Images for object localization
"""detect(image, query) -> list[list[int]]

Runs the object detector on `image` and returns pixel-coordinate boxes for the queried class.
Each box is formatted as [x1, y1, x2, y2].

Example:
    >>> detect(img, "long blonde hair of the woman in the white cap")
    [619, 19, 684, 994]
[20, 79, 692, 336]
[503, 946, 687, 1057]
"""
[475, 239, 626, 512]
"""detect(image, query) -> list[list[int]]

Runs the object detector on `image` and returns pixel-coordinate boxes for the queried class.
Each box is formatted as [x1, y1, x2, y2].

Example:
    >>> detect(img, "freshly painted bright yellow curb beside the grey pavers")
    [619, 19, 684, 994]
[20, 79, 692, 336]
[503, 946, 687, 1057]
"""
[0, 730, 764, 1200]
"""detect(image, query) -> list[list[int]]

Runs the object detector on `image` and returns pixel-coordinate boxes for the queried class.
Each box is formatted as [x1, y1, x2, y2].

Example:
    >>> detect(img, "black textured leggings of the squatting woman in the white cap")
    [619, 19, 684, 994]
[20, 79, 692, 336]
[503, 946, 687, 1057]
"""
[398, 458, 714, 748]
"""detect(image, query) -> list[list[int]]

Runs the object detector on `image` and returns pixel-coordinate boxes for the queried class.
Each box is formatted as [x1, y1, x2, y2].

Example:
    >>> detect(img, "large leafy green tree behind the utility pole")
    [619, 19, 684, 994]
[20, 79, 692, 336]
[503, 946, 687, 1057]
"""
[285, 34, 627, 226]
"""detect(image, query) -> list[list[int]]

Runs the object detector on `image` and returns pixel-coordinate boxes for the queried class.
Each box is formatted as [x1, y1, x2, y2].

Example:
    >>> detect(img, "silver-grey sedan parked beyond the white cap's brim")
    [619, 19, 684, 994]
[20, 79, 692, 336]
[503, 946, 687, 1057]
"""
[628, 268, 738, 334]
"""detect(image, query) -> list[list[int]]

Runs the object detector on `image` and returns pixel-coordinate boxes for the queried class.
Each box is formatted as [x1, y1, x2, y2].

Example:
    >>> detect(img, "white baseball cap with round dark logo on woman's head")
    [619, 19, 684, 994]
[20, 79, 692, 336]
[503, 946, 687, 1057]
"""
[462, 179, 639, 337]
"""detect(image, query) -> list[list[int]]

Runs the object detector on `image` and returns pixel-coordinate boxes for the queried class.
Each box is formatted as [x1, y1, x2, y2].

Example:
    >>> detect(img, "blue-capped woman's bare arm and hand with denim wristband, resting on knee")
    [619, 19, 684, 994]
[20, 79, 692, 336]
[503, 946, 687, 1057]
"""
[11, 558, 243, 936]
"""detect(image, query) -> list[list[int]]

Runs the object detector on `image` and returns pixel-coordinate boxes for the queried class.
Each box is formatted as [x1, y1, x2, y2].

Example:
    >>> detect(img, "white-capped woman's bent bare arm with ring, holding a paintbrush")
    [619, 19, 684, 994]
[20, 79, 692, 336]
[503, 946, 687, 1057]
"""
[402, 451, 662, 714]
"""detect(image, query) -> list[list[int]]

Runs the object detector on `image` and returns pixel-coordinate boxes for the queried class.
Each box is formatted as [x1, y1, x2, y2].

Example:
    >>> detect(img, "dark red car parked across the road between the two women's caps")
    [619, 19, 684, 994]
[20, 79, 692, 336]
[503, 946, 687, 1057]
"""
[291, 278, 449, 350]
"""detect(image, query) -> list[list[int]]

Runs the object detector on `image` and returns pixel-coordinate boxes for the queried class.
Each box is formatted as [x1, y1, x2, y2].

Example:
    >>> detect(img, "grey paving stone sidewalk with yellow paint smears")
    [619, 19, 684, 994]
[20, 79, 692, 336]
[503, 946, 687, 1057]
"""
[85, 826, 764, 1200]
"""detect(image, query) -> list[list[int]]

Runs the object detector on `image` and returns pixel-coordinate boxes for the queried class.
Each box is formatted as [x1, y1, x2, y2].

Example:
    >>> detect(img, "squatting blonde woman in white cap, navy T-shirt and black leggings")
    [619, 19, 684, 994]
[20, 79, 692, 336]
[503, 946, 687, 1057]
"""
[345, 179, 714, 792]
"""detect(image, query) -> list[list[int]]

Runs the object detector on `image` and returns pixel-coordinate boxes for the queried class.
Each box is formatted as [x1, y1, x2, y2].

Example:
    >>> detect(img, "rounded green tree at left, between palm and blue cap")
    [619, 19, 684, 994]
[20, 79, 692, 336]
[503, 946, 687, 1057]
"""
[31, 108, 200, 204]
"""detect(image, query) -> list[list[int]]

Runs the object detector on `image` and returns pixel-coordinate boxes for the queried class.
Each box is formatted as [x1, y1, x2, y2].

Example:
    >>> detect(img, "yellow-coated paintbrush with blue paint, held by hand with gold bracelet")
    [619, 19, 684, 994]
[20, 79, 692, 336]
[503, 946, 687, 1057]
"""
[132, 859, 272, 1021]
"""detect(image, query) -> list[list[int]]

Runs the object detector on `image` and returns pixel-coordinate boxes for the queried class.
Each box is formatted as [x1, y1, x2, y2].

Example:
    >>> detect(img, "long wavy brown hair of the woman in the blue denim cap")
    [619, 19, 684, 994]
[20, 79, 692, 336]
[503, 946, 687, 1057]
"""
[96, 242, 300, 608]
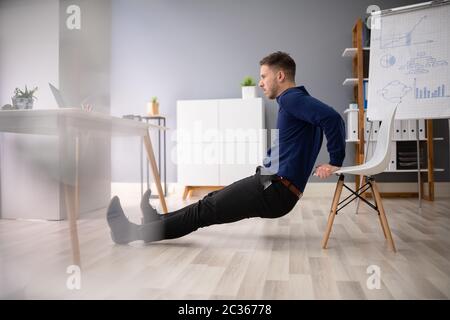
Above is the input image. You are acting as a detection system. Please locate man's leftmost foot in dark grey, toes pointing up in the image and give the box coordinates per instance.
[106,196,139,244]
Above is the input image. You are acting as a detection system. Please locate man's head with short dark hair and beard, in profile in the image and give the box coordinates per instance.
[259,51,295,99]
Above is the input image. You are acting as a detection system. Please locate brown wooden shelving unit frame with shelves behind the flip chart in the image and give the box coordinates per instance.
[342,19,444,201]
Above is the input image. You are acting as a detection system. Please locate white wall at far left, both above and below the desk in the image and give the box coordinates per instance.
[0,0,59,220]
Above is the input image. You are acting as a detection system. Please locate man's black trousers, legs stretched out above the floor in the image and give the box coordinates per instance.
[139,167,299,242]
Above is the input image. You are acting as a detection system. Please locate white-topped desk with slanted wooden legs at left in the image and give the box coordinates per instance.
[0,108,167,267]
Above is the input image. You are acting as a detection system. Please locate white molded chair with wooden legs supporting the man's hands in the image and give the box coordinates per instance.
[322,104,398,252]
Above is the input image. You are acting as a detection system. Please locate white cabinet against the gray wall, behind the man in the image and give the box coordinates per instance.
[177,98,266,186]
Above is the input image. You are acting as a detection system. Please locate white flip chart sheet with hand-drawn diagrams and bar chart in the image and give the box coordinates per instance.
[367,1,450,120]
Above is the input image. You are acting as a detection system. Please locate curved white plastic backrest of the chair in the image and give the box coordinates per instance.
[365,104,398,174]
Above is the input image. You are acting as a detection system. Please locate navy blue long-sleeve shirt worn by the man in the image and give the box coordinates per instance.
[264,86,345,192]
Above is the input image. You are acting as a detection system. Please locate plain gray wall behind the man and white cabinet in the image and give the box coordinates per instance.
[111,0,449,182]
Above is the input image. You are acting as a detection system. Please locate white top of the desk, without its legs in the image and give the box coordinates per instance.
[0,108,167,136]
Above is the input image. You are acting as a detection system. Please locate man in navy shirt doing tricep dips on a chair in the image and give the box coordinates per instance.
[107,51,345,244]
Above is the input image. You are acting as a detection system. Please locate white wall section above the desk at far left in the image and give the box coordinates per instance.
[0,0,59,109]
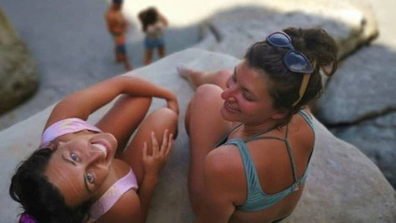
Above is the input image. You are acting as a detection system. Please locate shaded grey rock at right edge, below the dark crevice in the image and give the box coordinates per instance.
[331,112,396,188]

## [Task requirements]
The task calls for repeating each line above exactly while excluding the pictures.

## [Response for this exercise]
"""detect(image, query) -> list[list[int]]

Runs the object detector on `image` and returns pixel-coordinate boxes for the queried class.
Each box is formatted as [x1, y1, x2, y2].

Example:
    >>> detect(img, "long blonde hair of the woman in the white cap")
    [619, 19, 684, 994]
[20, 79, 692, 336]
[503, 946, 687, 1057]
"""
[475, 239, 626, 512]
"""detect(image, query) -> list[list[int]]

Runs the object detector on `image` and returns pixel-coordinate boxes for the queried class.
Each box is formatted as [x1, y1, x2, y2].

Example:
    >>> detect(img, "freshly painted bright yellow curb beside the grey pavers")
    [619, 19, 684, 994]
[20, 79, 692, 336]
[503, 946, 687, 1057]
"""
[0, 730, 764, 1200]
"""detect(image, query) -> list[list[int]]

Runs the object detector on `image` and returns pixel-coordinate boxes for the queried class.
Each box is formatted as [x1, y1, x2, y2].

Example:
    >>> detect(img, "black textured leggings of the squatting woman in the white cap")
    [619, 19, 684, 994]
[20, 79, 692, 336]
[503, 946, 687, 1057]
"""
[398, 458, 714, 748]
"""detect(image, query) -> list[list[int]]

Runs the object detector on `image` and returns pixel-coordinate boxes for the queried class.
Each box is formatted as [x1, y1, x2, y2].

Example:
    >>> detect(img, "large leafy green tree behind the utility pole")
    [619, 19, 684, 994]
[20, 79, 692, 336]
[503, 946, 687, 1057]
"""
[285, 34, 627, 226]
"""detect(image, query) -> list[list[int]]

Runs the object detector on `image` and returns pixel-coordinate boxes for the queried class.
Each box is formatted as [x1, y1, x2, y2].

Example:
    >>> detect(img, "silver-grey sedan parked beyond the white cap's brim")
    [619, 19, 684, 994]
[20, 79, 692, 336]
[503, 946, 687, 1057]
"""
[628, 268, 738, 334]
"""detect(image, query) -> list[list[int]]

Runs the object detector on `image` and returns pixel-coordinate boxes for the queried class.
Each box is formatted as [x1, y1, x2, y2].

Example:
    >>> detect(img, "white baseball cap with round dark logo on woman's head")
    [619, 19, 684, 994]
[20, 79, 692, 336]
[503, 946, 687, 1057]
"""
[462, 179, 639, 337]
"""detect(image, query) -> list[list[int]]

Runs the object detector on `image` and returns pixel-coordinate boxes for the queried class.
Each box is formatted as [x1, y1, x2, y2].

Example:
    >>> detect(img, "blue-capped woman's bare arm and hand with denim wristband, resting on knee")
    [619, 19, 684, 994]
[20, 79, 692, 336]
[503, 946, 687, 1057]
"""
[11, 558, 243, 936]
"""detect(image, query) -> list[list[int]]

Runs the object detector on `image` and returns pixel-coordinate boxes for the queried class.
Each box is formatted as [x1, y1, x2, y2].

Example:
    >>> detect(img, "white-capped woman's bent bare arm with ring, holding a paintbrush")
    [619, 19, 684, 994]
[20, 79, 692, 336]
[503, 946, 687, 1057]
"""
[402, 451, 662, 714]
"""detect(image, query) -> list[list[int]]

Runs the object detector on `image` and returns pixel-coordinate boxes for the queried class.
Each box is formatted as [x1, y1, x2, y2].

Example:
    >>> detect(img, "dark red car parked across the road between the two women's caps")
    [619, 19, 684, 994]
[20, 79, 692, 336]
[503, 946, 687, 1057]
"""
[291, 278, 449, 350]
"""detect(image, query) -> list[list[int]]

Runs the object detector on `image` and returns pixel-coordinate boxes for the queried class.
Each box is formatted as [x1, y1, x2, y2].

Example:
    >>> detect(img, "grey paving stone sidewalk with yellow paint smears")
    [619, 19, 684, 994]
[20, 79, 692, 336]
[503, 946, 687, 1057]
"""
[85, 826, 764, 1200]
"""detect(image, query) -> list[list[int]]

Runs the object detector on `image` and returns pixel-coordinate boxes for the queried class.
Each box is formatted as [x1, y1, x2, y2].

Example:
    >>> detect(img, "squatting blonde woman in white cap, navy T-shirt and black leggings")
    [619, 19, 684, 994]
[20, 79, 692, 336]
[503, 946, 687, 1057]
"""
[345, 179, 714, 792]
"""detect(image, query) -> list[list[int]]

Runs the object detector on `image` and returns pixel-coordinate boxes for the queried class.
Each box is formatted as [x1, y1, x2, y2].

Example:
    >>> detect(img, "rounded green tree at left, between palm and blue cap")
    [619, 19, 684, 994]
[20, 79, 692, 336]
[503, 946, 687, 1057]
"""
[31, 108, 200, 204]
"""detect(image, query) -> list[list[int]]

Runs the object detector on `image` and returns pixel-coordinate boxes for the queried class.
Each box is formatted as [x1, y1, x2, y2].

Example:
    >>> detect(img, "yellow-coated paintbrush with blue paint, held by hand with gold bracelet")
    [619, 19, 684, 994]
[20, 79, 692, 336]
[503, 946, 687, 1057]
"""
[132, 859, 272, 1021]
"""detect(image, query) -> list[list[int]]

Runs the object detector on `image` and returns pixel-coordinate boxes for the queried class.
Each box is formatted as [x1, y1, x2, y2].

Example:
    >>> detect(img, "long wavy brown hair of the woman in the blue denim cap")
    [619, 19, 684, 994]
[20, 79, 692, 336]
[503, 946, 687, 1057]
"""
[96, 242, 300, 608]
Above is the input image. You are acting as a detection system. Please locate man's leftmost foot in dark grey, toes pointing up in the image and give the box coordinates per instance.
[106,196,139,244]
Above is the input image. You are acting as a detection system. Please locate man's head with short dark hair and beard, in profile in the image and give the box coordinates per instance.
[259,51,295,99]
Above is the input image. You are acting as a detection system. Please locate brown wooden shelving unit frame with shelves behind the flip chart in the image and give the box coordinates per instance.
[342,19,444,201]
Above is the input image. You are acting as a detection system. Please locate white wall at far left, both above and below the desk in the image and give the box coordinates per instance.
[0,0,59,220]
Above is the input image. You are acting as a detection system. Please locate man's black trousers, legs stretched out above the floor in the image and give the box coordinates per instance.
[139,167,299,242]
Above is the input image. You are acting as a detection system. Please locate white-topped desk with slanted wooden legs at left in the image and give the box coordinates per instance.
[0,108,167,267]
Above is the input image. You are acting as a detection system. Please locate white molded chair with wooden legs supporting the man's hands in the image and give the box coordinates per instance.
[322,104,398,252]
Above is the input image. You are acting as a detection system. Please locate white cabinet against the gray wall, behind the man in the image and give the box coordinates per instance.
[177,98,266,186]
Above is the input image. You are acting as a detection system. Please locate white flip chart sheet with hand-drawn diagrams and bar chart in the image and give the box coordinates per instance.
[367,1,450,120]
Above is the input image. You are acting as a detection system. Please locate curved white plastic backrest of the chair in the image and give the box coordinates per instance.
[365,104,398,174]
Above is the input image. You are acting as a detection system. Please locate navy blue long-sleeve shirt worn by the man in the image and give the box coordinates per instance.
[264,86,345,192]
Above is the input image. You are acting as a detection system. Please locate plain gray wall behind the man and white cabinet in the image and give the box coordinates per instance.
[111,0,449,182]
Above is the input image. You are acting as a detection system. Please locate white top of the desk, without its legs in the image and give the box coordinates per instance.
[0,108,167,136]
Above is the input image. You are acting as a detection system. Please locate man in navy shirt doing tricep dips on a chair in the image and give the box coordinates per instance.
[107,51,345,244]
Above is the input image. You are acting as a detection system. Please locate white wall section above the desk at far left in the image and give the box coordinates per instance.
[0,0,59,109]
Above is the input image. You are acting as a detection system. Please locate shaded grey rock at right edge, below the dark crevice in the image and give the box coordinates per instance.
[331,112,396,188]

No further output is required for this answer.